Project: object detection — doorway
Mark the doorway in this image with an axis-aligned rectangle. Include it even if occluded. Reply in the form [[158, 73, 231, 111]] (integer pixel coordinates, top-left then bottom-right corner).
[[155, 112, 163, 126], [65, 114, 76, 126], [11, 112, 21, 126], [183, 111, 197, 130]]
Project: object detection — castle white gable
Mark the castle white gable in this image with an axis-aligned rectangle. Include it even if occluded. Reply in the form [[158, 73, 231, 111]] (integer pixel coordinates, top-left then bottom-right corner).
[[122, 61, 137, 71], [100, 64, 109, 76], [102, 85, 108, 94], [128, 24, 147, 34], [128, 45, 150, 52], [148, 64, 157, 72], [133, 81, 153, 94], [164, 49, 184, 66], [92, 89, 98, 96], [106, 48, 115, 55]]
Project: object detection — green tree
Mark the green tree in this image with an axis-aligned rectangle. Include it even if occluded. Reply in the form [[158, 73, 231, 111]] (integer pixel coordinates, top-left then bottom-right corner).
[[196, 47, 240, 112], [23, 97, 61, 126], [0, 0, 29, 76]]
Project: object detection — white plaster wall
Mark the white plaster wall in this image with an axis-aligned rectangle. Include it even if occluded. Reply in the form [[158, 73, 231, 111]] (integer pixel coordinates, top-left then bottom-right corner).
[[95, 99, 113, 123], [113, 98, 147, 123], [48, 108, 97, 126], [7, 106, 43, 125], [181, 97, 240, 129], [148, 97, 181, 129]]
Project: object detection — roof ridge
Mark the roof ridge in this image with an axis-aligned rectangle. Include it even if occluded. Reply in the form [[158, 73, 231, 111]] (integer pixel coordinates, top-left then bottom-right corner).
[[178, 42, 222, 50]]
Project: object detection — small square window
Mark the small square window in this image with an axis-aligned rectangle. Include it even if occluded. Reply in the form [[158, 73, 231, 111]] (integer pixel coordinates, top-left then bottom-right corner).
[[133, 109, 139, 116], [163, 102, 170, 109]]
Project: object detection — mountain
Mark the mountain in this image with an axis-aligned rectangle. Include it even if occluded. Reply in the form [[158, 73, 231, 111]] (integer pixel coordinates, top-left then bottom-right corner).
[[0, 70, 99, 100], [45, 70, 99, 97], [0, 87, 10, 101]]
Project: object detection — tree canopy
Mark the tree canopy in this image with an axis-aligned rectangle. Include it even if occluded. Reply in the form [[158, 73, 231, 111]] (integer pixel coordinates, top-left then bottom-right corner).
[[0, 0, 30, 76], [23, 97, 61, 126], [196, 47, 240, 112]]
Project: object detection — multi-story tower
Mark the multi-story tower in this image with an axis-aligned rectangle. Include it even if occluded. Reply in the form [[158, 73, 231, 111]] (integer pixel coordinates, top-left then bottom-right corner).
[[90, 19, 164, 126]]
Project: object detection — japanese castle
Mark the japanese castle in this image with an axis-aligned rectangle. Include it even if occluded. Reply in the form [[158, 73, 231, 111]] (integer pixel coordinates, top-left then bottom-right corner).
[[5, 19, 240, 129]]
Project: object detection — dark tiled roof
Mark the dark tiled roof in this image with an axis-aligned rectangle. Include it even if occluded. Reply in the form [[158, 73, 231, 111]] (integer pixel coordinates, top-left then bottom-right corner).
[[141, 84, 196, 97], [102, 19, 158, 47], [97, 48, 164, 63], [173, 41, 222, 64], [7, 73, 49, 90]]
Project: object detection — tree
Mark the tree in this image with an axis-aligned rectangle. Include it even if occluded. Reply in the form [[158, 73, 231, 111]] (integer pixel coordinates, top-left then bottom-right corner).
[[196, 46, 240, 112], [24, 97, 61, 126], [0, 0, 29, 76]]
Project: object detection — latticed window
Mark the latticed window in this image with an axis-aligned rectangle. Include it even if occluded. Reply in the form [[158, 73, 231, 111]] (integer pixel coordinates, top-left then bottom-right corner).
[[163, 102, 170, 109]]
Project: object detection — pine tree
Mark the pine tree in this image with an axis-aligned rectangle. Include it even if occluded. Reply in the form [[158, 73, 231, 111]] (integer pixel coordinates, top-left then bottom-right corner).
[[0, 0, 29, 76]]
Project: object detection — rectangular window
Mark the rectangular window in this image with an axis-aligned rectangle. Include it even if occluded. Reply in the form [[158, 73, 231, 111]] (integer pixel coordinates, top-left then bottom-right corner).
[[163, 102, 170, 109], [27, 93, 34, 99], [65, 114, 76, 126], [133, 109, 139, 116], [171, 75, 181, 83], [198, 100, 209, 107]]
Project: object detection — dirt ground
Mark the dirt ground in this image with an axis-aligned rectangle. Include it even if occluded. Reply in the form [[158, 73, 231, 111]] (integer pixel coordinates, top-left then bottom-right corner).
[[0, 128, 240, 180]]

——————————

Gegeven opdracht: Schrijf alle vermeldingen hierboven regel voor regel woordelijk uit.

Resultaat van opdracht:
Project: object detection — doorway
Mark the doorway in this image with an axis-aligned rectangle. Include it even if occluded. Reply in the form [[158, 73, 231, 111]] (integer pixel coordinates, top-left then bottom-right corner).
[[155, 112, 163, 126], [65, 114, 76, 126], [11, 112, 21, 126], [183, 111, 197, 130]]
Project: object detection — castle white gable
Mark the castle white gable in this image with an axis-aligned rectangle. Include it even if occluded. Reply in the form [[158, 73, 231, 111]] (integer pixel coordinates, top-left then bottom-right corner).
[[122, 61, 137, 71], [100, 64, 109, 76], [102, 85, 108, 94], [128, 24, 147, 34], [128, 45, 150, 52], [148, 64, 157, 72], [133, 81, 153, 94], [164, 49, 184, 66], [92, 89, 98, 96], [106, 48, 115, 55]]
Project: object detection — green tree
Mark the green tree in this image with an axis-aligned rectangle. Include it even if occluded. Reply in the form [[158, 73, 231, 111]] (integer pixel coordinates, top-left then bottom-right corner).
[[196, 47, 240, 112], [23, 97, 61, 126], [0, 0, 29, 76]]
Project: object detection — white plaster wall
Mark the white plaster wall in this image with an axis-aligned rectangle. Include it even if occluded. Reply in the form [[158, 73, 231, 111]] (integer pixel coordinates, top-left then bottom-right corner).
[[95, 99, 113, 123], [113, 98, 147, 123], [48, 108, 97, 126], [7, 106, 43, 125], [181, 97, 240, 129], [148, 97, 181, 129]]
Project: object detection — roof ridge
Mark the roof ridge in this image with an axis-aligned rectangle. Include it even if occluded. Reply in the form [[158, 73, 231, 111]] (integer pixel coordinates, top-left then bottom-right corner).
[[178, 42, 222, 50]]
Project: object detection — small square window
Mark the small square window in this image with an axis-aligned rectangle. Include it even if occluded. Reply in the form [[158, 73, 231, 111]] (integer pixel coordinates, top-left then bottom-right corner).
[[133, 109, 139, 116], [163, 102, 170, 109]]
Project: object detection — mountain
Mark the mountain in this image with an axis-aligned rectangle. Include it even if occluded. Reply in the form [[158, 73, 231, 111]] (integer pixel coordinates, top-left then bottom-right corner).
[[0, 70, 99, 100], [45, 70, 99, 97], [0, 87, 10, 101]]
Project: object detection — tree canopy
Mark the tree canopy in this image with an axis-aligned rectangle. Include it even if occluded. Reply in the form [[158, 73, 231, 111]] (integer pixel coordinates, top-left then bottom-right corner).
[[0, 0, 30, 76], [23, 97, 61, 126], [196, 47, 240, 112]]
Project: object detection — multi-story tower
Mark the multi-story tower in this image with an axis-aligned rectangle. Include it even if occluded. Reply in the form [[158, 73, 231, 111]] (integer pixel coordinates, top-left then bottom-right corner).
[[90, 19, 164, 126]]
Project: object detection — japanese castle
Mark the japanese castle in this image with an axis-aligned rectangle. Include it even if occluded. Reply in the form [[158, 73, 231, 111]] (integer pixel coordinates, top-left then bottom-right corner).
[[5, 19, 240, 129]]
Project: object detection — dark tiled roof
Mark the dark tiled roof in this image with an axis-aligned rectangle. Include it even if occluded. Reply in the form [[158, 73, 231, 111]] (integer pixel coordinates, top-left then bottom-right corner).
[[141, 84, 196, 97], [102, 19, 158, 47], [97, 48, 164, 63], [173, 41, 222, 64], [7, 73, 49, 90]]
Project: object detection — tree
Mark the tree in this image with an axis-aligned rectangle. Include it even if occluded. Reply in the form [[158, 73, 231, 111]] (integer pixel coordinates, top-left then bottom-right corner).
[[196, 46, 240, 112], [24, 97, 61, 126], [0, 0, 29, 76]]
Project: object detection — latticed window
Mark the latticed window in this image with an axis-aligned rectangle. Include it even if occluded. Reply in the form [[158, 73, 231, 111]] (integer pixel coordinates, top-left then bottom-right corner).
[[163, 102, 170, 109]]
Project: object detection — pine tree
Mark the pine tree in this image with an axis-aligned rectangle. Include it even if occluded. Reply in the form [[158, 73, 231, 111]] (integer pixel coordinates, top-left then bottom-right corner).
[[0, 0, 29, 76]]
Project: object detection — rectangular window
Mark the rectangular window in this image with an axis-aligned rectangle. Include it even if occluded. Reply in the form [[158, 73, 231, 111]] (integer pixel coordinates, top-left then bottom-right corner).
[[163, 102, 170, 109], [27, 93, 34, 99], [65, 114, 76, 126], [133, 109, 139, 116], [171, 75, 181, 83], [198, 100, 209, 107]]
Project: object detection — dirt ground
Mark the dirt ground in this image with an axis-aligned rectangle. Include it even if occluded. Reply in the form [[158, 73, 231, 111]] (integer pixel coordinates, top-left then bottom-right corner).
[[0, 128, 240, 180]]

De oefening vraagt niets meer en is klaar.